◆ **WORK INSTRUCTIONS**
Recast the lines below as a Markdown table with the columns Row and Line, giving each nonblank line a numbered row and skipping blank lines. Leave the pictures out.
::::
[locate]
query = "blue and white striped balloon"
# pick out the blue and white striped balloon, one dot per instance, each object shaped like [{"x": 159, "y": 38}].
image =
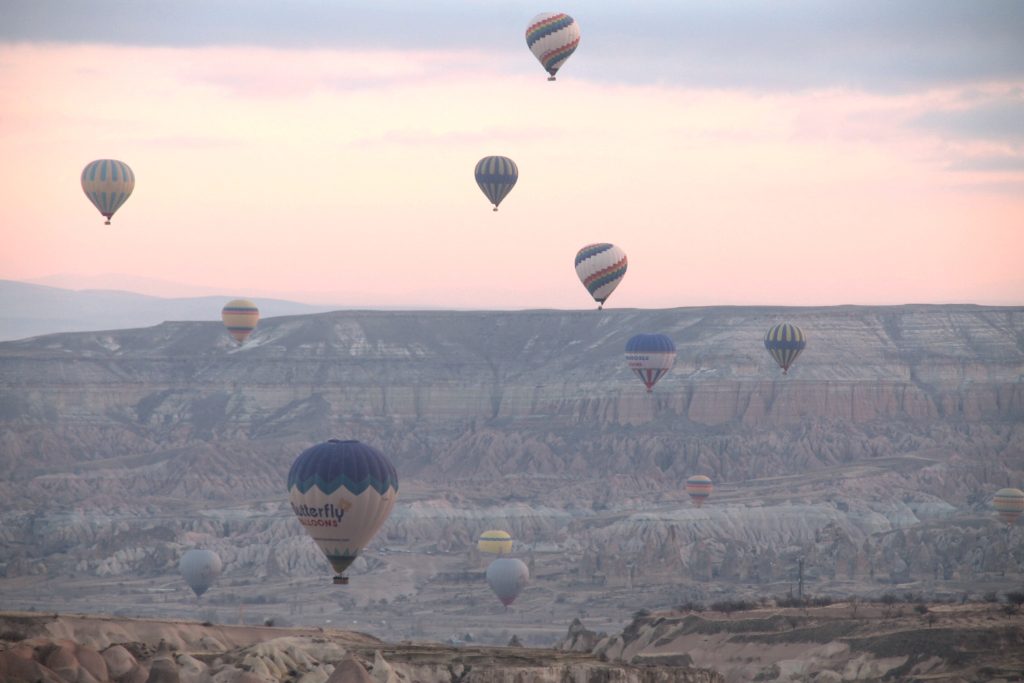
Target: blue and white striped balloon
[
  {"x": 108, "y": 183},
  {"x": 600, "y": 268},
  {"x": 496, "y": 176},
  {"x": 650, "y": 356},
  {"x": 552, "y": 37}
]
::::
◆ **RESPONSE**
| Row | Line |
|---|---|
| 1 | [locate] |
| 2 | query = "blue and white striped balloon" |
| 3 | # pick out the blue and white striped balloon, one dot per instance, each object shaped like [{"x": 159, "y": 38}]. |
| 4 | image = |
| 5 | Target: blue and white striped balloon |
| 6 | [ |
| 7 |   {"x": 108, "y": 183}, |
| 8 |   {"x": 600, "y": 268}, |
| 9 |   {"x": 496, "y": 176}, |
| 10 |   {"x": 650, "y": 356}, |
| 11 |   {"x": 552, "y": 37} |
| 12 | ] |